= WHAT NEEDS TO BE DONE =
Print the material below word for word, but leave out the pictures.

= SOURCE MATERIAL =
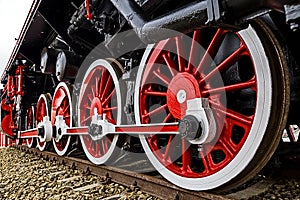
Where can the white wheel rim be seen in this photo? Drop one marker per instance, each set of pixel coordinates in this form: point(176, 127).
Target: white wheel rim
point(108, 66)
point(65, 149)
point(245, 155)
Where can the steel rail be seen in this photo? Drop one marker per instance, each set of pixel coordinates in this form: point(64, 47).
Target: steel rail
point(152, 185)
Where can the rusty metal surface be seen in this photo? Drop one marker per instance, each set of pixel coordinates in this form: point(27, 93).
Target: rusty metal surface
point(149, 184)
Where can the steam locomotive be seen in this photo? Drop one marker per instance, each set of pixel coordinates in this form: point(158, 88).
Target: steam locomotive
point(203, 88)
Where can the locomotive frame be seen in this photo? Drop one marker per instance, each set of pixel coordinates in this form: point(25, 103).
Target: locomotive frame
point(206, 86)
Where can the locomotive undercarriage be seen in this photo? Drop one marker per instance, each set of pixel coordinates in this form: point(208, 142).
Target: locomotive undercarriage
point(208, 105)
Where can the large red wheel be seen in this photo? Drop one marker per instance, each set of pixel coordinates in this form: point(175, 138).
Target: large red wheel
point(62, 106)
point(30, 124)
point(100, 93)
point(245, 80)
point(42, 110)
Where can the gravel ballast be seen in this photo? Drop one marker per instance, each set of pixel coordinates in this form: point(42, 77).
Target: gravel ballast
point(26, 176)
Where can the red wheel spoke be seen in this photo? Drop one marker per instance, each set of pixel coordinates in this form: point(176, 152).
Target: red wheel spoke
point(156, 111)
point(97, 86)
point(67, 108)
point(93, 91)
point(84, 121)
point(108, 99)
point(168, 118)
point(170, 63)
point(194, 52)
point(228, 149)
point(155, 93)
point(103, 82)
point(206, 162)
point(225, 64)
point(110, 109)
point(163, 78)
point(97, 148)
point(230, 88)
point(211, 50)
point(186, 155)
point(90, 97)
point(180, 53)
point(67, 117)
point(107, 87)
point(167, 151)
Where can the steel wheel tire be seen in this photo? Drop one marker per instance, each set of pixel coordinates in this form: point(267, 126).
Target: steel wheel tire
point(241, 158)
point(62, 105)
point(106, 98)
point(42, 110)
point(30, 123)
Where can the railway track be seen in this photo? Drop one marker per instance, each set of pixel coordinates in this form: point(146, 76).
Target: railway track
point(75, 176)
point(135, 181)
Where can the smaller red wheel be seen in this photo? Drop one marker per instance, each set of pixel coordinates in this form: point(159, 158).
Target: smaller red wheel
point(100, 93)
point(61, 106)
point(42, 110)
point(29, 124)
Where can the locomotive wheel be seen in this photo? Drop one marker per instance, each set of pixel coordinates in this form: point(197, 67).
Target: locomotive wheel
point(244, 77)
point(42, 110)
point(30, 123)
point(100, 93)
point(61, 105)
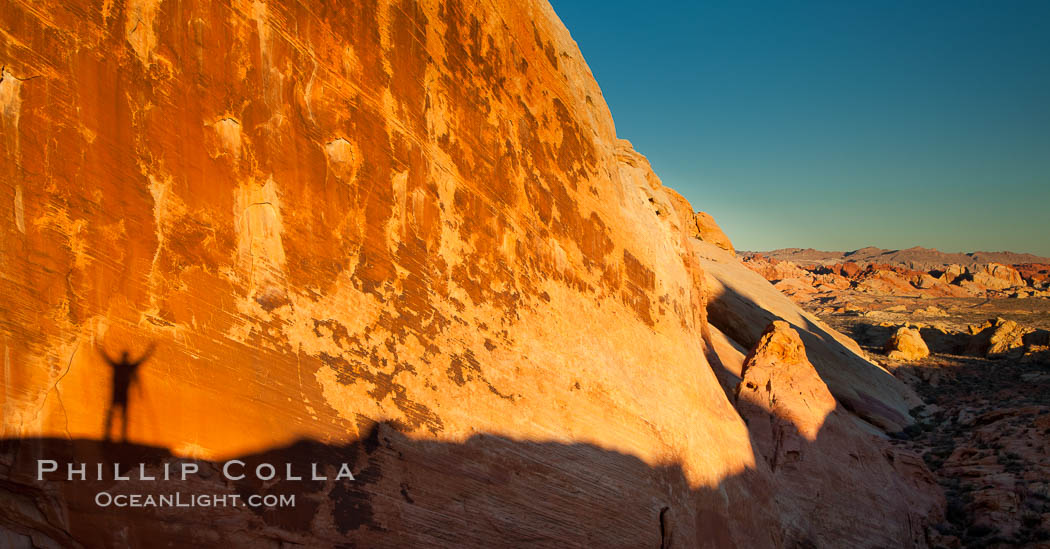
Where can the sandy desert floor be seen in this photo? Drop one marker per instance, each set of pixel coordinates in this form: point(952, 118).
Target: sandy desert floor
point(985, 428)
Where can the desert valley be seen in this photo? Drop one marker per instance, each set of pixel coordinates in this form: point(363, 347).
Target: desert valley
point(970, 333)
point(400, 245)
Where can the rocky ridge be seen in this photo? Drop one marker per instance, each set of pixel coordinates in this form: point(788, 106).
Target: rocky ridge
point(403, 236)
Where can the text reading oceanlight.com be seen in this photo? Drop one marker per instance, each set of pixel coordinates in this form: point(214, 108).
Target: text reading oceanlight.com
point(232, 470)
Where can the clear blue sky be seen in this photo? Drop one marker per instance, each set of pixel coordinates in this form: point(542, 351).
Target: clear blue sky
point(837, 125)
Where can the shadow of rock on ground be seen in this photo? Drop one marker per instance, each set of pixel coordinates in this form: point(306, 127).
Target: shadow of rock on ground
point(486, 491)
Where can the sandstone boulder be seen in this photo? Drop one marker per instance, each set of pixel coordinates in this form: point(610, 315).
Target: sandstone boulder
point(999, 338)
point(906, 343)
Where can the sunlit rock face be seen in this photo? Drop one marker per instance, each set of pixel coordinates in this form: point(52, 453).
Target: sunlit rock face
point(336, 214)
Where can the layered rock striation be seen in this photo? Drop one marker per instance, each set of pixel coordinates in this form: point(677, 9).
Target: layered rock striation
point(406, 234)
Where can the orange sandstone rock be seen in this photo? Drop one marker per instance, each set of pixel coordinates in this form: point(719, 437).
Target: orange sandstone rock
point(402, 234)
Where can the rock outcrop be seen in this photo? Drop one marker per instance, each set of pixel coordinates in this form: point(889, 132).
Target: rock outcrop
point(999, 338)
point(709, 231)
point(906, 344)
point(404, 236)
point(798, 430)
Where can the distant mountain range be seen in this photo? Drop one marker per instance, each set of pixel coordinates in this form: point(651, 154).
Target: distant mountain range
point(914, 257)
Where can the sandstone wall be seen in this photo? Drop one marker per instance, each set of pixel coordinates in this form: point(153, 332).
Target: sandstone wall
point(332, 214)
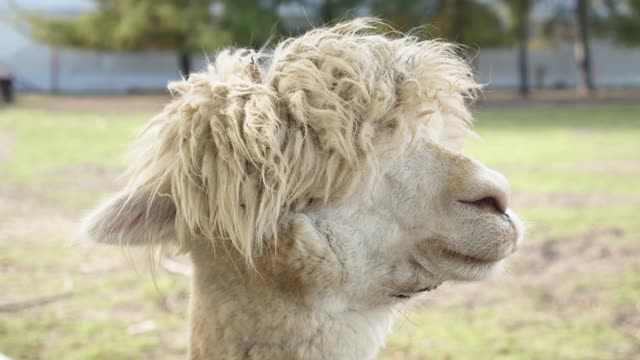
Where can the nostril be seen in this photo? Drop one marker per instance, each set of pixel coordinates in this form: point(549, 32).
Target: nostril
point(488, 203)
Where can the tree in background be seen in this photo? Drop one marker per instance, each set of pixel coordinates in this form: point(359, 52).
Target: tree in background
point(186, 26)
point(625, 21)
point(467, 22)
point(519, 13)
point(583, 51)
point(576, 24)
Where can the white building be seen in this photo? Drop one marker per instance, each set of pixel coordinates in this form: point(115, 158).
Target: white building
point(37, 67)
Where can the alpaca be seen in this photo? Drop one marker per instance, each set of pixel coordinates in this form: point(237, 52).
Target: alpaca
point(316, 188)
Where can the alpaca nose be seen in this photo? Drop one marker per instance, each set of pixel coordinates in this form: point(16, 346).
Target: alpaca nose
point(489, 192)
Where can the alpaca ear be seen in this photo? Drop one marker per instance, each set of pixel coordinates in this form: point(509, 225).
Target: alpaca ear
point(132, 219)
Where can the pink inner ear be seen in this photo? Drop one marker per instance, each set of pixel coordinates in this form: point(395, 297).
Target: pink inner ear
point(124, 226)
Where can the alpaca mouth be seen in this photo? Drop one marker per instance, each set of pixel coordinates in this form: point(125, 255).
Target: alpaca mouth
point(442, 251)
point(417, 291)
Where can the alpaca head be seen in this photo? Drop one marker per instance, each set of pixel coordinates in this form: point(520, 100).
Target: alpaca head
point(329, 166)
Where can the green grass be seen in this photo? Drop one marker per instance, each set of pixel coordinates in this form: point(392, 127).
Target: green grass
point(49, 142)
point(565, 308)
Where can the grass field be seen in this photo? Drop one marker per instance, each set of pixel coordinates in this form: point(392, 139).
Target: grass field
point(572, 292)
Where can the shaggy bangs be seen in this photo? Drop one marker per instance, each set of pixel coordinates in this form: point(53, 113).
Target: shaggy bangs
point(240, 145)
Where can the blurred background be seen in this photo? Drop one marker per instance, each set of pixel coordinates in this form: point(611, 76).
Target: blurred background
point(560, 116)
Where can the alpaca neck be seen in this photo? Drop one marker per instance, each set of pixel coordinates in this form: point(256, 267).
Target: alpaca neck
point(235, 316)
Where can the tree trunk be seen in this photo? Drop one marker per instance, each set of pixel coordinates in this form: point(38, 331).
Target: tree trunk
point(583, 53)
point(523, 44)
point(327, 12)
point(184, 61)
point(459, 19)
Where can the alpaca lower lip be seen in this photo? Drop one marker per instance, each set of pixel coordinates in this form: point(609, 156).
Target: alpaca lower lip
point(446, 252)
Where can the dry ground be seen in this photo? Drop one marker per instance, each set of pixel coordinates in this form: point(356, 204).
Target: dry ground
point(572, 292)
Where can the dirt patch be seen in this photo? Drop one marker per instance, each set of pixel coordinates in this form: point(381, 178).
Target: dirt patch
point(6, 146)
point(86, 177)
point(98, 104)
point(569, 97)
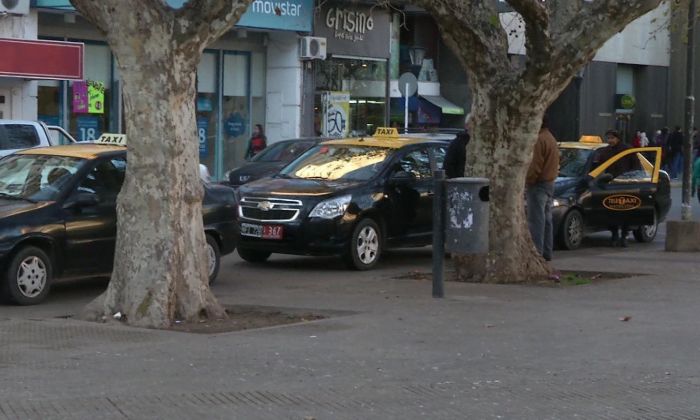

= RESPONSE FOR THIS EXERCISE =
Where can the white wheel rim be seen in this photo? Drop one marker per instance, each set of pixel coordinates in this form: point(176, 127).
Target: white wheel rim
point(108, 66)
point(65, 149)
point(245, 155)
Where can the steel rail be seen in this photo? Drop one marker per instance, each set of pixel coordinates in this form: point(64, 47).
Target: steel rail
point(152, 185)
Where can the rusty metal surface be seen in this photo? Drop one marker per instance, each set of pixel coordinates in this form: point(27, 93).
Target: rusty metal surface
point(149, 184)
Where can the steam locomotive be seen in this photo? Drop one marker per instance, each set of pixel coordinates in this form: point(158, 88).
Target: steam locomotive
point(203, 88)
Where can the locomotive frame be seen in this photo? Drop one marker per instance, each set of pixel coordinates in this form: point(25, 103).
Target: locomotive frame
point(206, 86)
Where can the locomotive undercarriage be seen in this photo? Drop one marker per instance, each set of pixel coordinates in this form: point(208, 142).
Target: locomotive undercarriage
point(208, 105)
Where can the large red wheel be seen in this photo? Drop one marker per instance, each set of pixel coordinates in this form: point(175, 138).
Target: large red wheel
point(62, 106)
point(30, 124)
point(100, 93)
point(245, 80)
point(42, 110)
Where can the gravel ballast be seen in this photo? Drop one marker per instance, each set of pixel coordinates in this form: point(42, 77).
Target: gravel ballast
point(26, 176)
Where can the red wheel spoke be seen in this photo? Drop one marker per instance, each set of pixel coordinates in this form: point(176, 152).
Target: red wheel spoke
point(156, 111)
point(97, 86)
point(67, 108)
point(93, 91)
point(84, 121)
point(108, 99)
point(168, 118)
point(170, 63)
point(194, 52)
point(228, 149)
point(155, 93)
point(103, 82)
point(206, 162)
point(225, 64)
point(110, 109)
point(163, 78)
point(97, 148)
point(230, 88)
point(211, 50)
point(186, 155)
point(90, 97)
point(180, 53)
point(67, 117)
point(107, 87)
point(167, 151)
Where can the steel wheel tire be seen in this photo? Drop one marker per instance, each set of pixel coordinates in this form: point(267, 126).
Target: steel wheel tire
point(241, 158)
point(62, 105)
point(106, 98)
point(42, 110)
point(30, 123)
Where can the railway track be seen in this photo? Drop one marker per instance, each set of pixel coordinates in this form: point(146, 76).
Target: railway track
point(75, 176)
point(135, 181)
Where can the smaller red wheel be seen in this photo? Drop one marker per instance, each set of pixel coordinates in this form: point(159, 158).
Target: smaller red wheel
point(100, 93)
point(61, 106)
point(42, 110)
point(29, 124)
Where can the locomotive wheel be seen in this photo? Drop one marker per instance, each set of pixel coordinates in this form: point(197, 67).
Target: locomotive wheel
point(244, 77)
point(42, 110)
point(30, 123)
point(100, 93)
point(61, 105)
Where can the sandy desert floor be seen in this photo? Drop one marker per instance, each set of pixel coordinates in this form: point(952, 118).
Target: sandy desert floor
point(985, 428)
Where can the desert valley be seen in this photo? Drop one marker per instance, each set of pixel coordinates in this form: point(363, 347).
Target: desert valley
point(970, 333)
point(400, 245)
Where can the rocky ridge be seen in this photo? Drop one marker per instance, each set of pixel coordinates in this form: point(788, 106).
Target: rocky ridge
point(403, 236)
Where can the text reading oceanlight.com be seen in this photo? Drop one marker per instance, each set of pixel coordinates in this form: point(214, 108).
Target: text reading oceanlight.com
point(232, 470)
Where can the clear blue sky be seen in this photo? Drop one marker per instance, each set of pixel coordinates in this form: point(542, 351).
Target: clear blue sky
point(837, 125)
Where can the shadow of rock on ground be seen in this photo? Drop one marker per instance, each set of pixel coordinates in this form: point(306, 127).
Target: shadow of rock on ground
point(486, 491)
Where can the sandstone boulder be seen in this photo? Drop one marker per instance, each set of pixel coordinates in this form: point(610, 315).
Target: sandstone boulder
point(999, 338)
point(906, 343)
Where can the sunlit rock face be seen in this photo? Drop one marker per instance, each set of pixel coordinates in this form: point(52, 453).
Target: sunlit rock face
point(336, 214)
Where can the layered rock striation be seen in this photo? Drop one marker per instance, each set of pixel coordinates in this form: point(677, 9).
Target: layered rock striation
point(406, 234)
Where can the orange sandstone rock be seen in this photo? Drop one marker per instance, each set of pixel coordinates in this form: point(719, 437).
Target: orange sandstone rock
point(402, 234)
Where can the rock outcrop be seen in this photo? Drop one marker per instance, each set of pixel coordinates in this form: point(889, 132).
Target: rock outcrop
point(999, 338)
point(709, 231)
point(906, 344)
point(404, 236)
point(798, 430)
Where can the distant mountain range be seen in this photo? Drop one marker per instance, each set of pixel coordinates in this form: point(651, 154).
Target: distant mountain range
point(914, 257)
Where can the sandstone wall be seen in this photo? Drop one marker per instance, each set of pixel coordinates in this form: point(153, 332).
Target: sandstone wall
point(332, 214)
Where can the nostril be seen in this photo? Drop one marker per instance, each set of pixel coordinates in this form: point(549, 32).
Target: nostril
point(488, 203)
Where can the tree in background be seen in this photo? Drop one marker per instance, each set of pixel coordinates in this form: point(359, 52).
Target: tree in background
point(186, 26)
point(625, 21)
point(467, 22)
point(519, 13)
point(583, 51)
point(576, 24)
Where can the white building be seen in this photo? Drop one marker per instance, each set of pixel coordinates in this form: point(115, 158).
Target: white building
point(37, 67)
Where can the alpaca be seen in this photo? Drop one marker per instance, each set of pixel coordinates in this form: point(237, 52).
Target: alpaca
point(316, 188)
Where can the alpaca nose be seen in this photo? Drop one marker per instance, each set of pixel coordinates in this form: point(16, 346).
Target: alpaca nose
point(489, 192)
Where can the alpaca ear be seen in this photo? Drop one marker per instance, each set of pixel coordinates in this form: point(509, 225).
Target: alpaca ear
point(132, 219)
Where can the pink inner ear be seen in this photo? Drop one marker per instance, each set of pixel coordinates in this form: point(395, 297).
Target: pink inner ear
point(124, 226)
Where can the alpaca mouth be seen in this photo? Drop one marker per instance, each set of pixel coordinates in this form: point(125, 255).
Target: alpaca mouth
point(442, 251)
point(417, 291)
Where can the alpaca head be seen in this photo? Drop one marker per instance, each set of pixel coordinates in this form: point(520, 100).
Target: alpaca head
point(329, 166)
Where can the green grass be seen in this photo? Drop one marker per instance, each set of pixel coordinates in this form: point(392, 127).
Target: green grass
point(49, 142)
point(565, 308)
Where can the grass field be seen in this photo? Drop one marker per instance, each set of pixel coordinates in this form: point(392, 139).
Target: grass field
point(572, 292)
Where can the shaggy bangs be seen in this photo? Drop one marker per instance, each set of pixel coordinates in this form: point(53, 113).
Target: shaggy bangs
point(240, 145)
Where can the blurred background be seen in this photo? Drop one marker per instance, each set of pixel coordinates in this form: point(611, 76).
Target: blurred background
point(560, 116)
Where can the alpaca neck be seen in this photo? Drop one marker per instance, each set of pixel coordinates in this form: point(256, 267).
Target: alpaca neck
point(235, 316)
Where can the tree trunk be seen in this photo? Drop one marker per instance, each set of pixel coordinates in this form: point(38, 331).
Target: tree trunk
point(583, 53)
point(523, 44)
point(327, 12)
point(184, 61)
point(459, 19)
Where can the alpaca lower lip be seen in this photo? Drop one marker per instance, each set of pixel coordinates in this form: point(609, 156).
Target: alpaca lower lip
point(446, 252)
Where can the dry ground be seen in this photo? Drop one marker per instance, each set of pixel coordinates in this form: point(356, 204).
Target: dry ground
point(572, 292)
Where can the dirt patch be seen in this photo? Drop one marker per instance, each set of pixel coordinates in this form: point(381, 178).
Target: dirt patch
point(6, 146)
point(86, 177)
point(98, 104)
point(569, 97)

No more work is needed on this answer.